• Books and reading,  History

    Long overdue – the real story of the Hawkesbury-Nepean: ‘People of the River – Lost Worlds of Early Australia’ by Grace Karskens

    I was born and grew up in the Hawkesbury region and returned to live there and in the nearby Blue Mountains in my thirties. I have at least four ancestors who arrived in the Hawkesbury and Nepean region after serving their sentences, to take up land as settlers. Despite this, and despite attending high school in Richmond, not far from the river itself, I had learnt little of the early history of the region – which is rather sad, when you consider that it was an area rich in stories of the people who lived here before and after British colonisation.

    In People of the River, historian and author Grace Karskens brings those stories to life, digging down into layers of history, back to what she calls ‘deep time’, tracing the ways in which the First People of the river and its surrounds lived before the English arrived, and the subsequent interactions between and among Aboriginal and settler communities.

» What to work on: List each distinct place name that appears in the book review's paragraphs below its title. Leave out words that describe people, such as "English" and "British."

» Data for analysis:
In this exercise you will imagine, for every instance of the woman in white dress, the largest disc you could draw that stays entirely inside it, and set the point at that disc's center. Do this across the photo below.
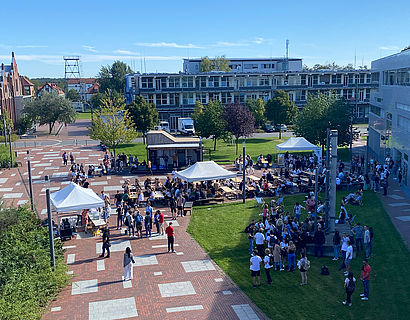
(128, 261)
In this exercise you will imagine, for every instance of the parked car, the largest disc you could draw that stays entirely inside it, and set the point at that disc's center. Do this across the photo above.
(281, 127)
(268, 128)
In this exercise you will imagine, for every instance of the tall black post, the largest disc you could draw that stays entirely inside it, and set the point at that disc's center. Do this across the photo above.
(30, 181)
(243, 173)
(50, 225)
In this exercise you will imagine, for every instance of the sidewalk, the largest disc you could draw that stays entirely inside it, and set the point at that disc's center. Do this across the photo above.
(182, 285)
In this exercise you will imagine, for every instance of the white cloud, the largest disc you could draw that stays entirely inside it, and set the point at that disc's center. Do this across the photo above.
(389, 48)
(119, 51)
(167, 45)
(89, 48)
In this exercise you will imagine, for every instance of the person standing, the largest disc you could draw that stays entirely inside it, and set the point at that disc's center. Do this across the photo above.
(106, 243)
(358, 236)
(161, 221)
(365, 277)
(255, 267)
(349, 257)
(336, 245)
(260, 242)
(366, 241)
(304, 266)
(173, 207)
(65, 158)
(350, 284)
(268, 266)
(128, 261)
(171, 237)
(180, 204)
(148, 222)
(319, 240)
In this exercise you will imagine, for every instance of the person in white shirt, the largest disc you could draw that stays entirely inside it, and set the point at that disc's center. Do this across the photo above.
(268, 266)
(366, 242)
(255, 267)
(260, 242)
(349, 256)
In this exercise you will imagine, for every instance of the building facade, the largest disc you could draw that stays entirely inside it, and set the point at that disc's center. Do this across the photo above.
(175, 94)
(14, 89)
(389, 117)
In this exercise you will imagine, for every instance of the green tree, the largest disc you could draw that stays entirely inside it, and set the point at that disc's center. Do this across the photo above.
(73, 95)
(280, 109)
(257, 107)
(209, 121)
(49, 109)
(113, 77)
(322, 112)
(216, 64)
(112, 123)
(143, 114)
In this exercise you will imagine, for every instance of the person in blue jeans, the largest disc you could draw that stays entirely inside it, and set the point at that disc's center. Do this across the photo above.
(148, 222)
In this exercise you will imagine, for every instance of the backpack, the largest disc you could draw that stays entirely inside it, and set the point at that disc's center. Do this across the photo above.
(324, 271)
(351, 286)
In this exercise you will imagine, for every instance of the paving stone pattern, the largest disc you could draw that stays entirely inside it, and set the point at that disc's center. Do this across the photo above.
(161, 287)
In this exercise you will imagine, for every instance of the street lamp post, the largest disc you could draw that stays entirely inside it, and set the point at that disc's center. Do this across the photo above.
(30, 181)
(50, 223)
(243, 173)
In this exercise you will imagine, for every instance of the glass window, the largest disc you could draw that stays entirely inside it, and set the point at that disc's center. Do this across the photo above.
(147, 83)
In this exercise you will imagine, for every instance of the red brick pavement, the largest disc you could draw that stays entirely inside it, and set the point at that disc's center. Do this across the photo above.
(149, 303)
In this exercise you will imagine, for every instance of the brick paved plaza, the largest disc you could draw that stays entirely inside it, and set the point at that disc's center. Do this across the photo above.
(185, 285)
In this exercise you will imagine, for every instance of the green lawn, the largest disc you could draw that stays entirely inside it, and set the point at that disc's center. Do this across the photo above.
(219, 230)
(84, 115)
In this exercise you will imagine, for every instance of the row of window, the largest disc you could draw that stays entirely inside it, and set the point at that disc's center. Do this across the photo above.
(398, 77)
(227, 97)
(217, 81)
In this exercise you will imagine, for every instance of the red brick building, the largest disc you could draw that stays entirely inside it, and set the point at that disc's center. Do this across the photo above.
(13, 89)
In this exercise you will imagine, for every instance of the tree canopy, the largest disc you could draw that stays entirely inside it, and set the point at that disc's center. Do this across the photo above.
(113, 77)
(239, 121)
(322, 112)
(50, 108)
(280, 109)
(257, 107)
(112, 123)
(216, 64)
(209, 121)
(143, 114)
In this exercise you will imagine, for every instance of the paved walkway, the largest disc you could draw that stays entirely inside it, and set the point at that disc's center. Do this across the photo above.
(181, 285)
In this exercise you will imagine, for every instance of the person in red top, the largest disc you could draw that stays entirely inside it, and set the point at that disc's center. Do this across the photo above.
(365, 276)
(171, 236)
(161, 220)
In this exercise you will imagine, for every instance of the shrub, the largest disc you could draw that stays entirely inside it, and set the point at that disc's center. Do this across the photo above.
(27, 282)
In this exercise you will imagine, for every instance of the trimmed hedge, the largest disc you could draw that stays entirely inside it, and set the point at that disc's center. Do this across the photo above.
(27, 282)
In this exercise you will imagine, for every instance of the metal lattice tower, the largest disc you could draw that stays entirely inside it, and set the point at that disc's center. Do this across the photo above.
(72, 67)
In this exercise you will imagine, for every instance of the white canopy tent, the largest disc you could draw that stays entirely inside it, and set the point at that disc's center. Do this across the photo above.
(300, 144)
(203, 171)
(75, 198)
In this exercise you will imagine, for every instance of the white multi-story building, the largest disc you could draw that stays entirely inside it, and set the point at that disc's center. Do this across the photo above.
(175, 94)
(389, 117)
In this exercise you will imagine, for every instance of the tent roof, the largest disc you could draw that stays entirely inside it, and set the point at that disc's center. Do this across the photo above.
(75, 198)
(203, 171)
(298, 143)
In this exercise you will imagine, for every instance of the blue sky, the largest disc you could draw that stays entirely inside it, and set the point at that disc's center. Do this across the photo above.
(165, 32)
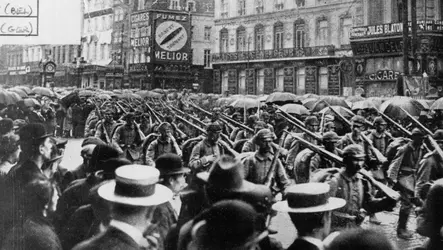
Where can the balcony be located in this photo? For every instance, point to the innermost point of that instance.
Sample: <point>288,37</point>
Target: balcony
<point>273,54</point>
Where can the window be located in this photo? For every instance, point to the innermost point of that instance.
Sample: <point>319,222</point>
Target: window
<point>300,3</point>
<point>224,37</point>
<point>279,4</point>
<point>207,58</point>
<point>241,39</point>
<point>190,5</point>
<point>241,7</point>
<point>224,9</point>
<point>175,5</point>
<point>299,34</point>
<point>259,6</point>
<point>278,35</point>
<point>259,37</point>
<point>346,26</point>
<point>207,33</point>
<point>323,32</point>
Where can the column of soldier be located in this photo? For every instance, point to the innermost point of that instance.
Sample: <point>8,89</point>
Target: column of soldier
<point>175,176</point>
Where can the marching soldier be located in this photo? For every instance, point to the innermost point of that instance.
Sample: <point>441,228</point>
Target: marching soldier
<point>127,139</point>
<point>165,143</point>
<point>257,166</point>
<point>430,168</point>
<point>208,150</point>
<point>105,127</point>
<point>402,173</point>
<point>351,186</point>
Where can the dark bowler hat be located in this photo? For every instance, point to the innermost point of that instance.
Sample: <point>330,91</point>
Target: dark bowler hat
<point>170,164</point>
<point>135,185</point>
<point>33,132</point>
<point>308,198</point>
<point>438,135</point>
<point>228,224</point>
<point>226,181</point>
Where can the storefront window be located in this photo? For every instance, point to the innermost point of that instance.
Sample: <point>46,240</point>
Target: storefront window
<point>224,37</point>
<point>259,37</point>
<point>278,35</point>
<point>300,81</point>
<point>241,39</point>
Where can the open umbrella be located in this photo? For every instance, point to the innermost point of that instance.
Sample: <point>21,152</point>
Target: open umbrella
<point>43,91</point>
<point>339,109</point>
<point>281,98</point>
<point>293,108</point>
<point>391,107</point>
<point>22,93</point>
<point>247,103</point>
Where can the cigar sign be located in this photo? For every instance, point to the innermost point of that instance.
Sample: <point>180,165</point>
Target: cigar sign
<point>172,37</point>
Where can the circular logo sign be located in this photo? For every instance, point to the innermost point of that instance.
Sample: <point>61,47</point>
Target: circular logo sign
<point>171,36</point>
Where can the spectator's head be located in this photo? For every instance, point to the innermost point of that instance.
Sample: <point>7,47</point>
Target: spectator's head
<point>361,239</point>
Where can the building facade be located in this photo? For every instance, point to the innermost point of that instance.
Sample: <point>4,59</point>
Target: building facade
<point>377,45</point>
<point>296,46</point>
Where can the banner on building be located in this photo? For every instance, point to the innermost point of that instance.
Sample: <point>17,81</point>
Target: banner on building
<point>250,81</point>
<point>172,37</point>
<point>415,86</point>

» Result of this exercise: Hawkesbury, Blue Mountains, Nepean, Richmond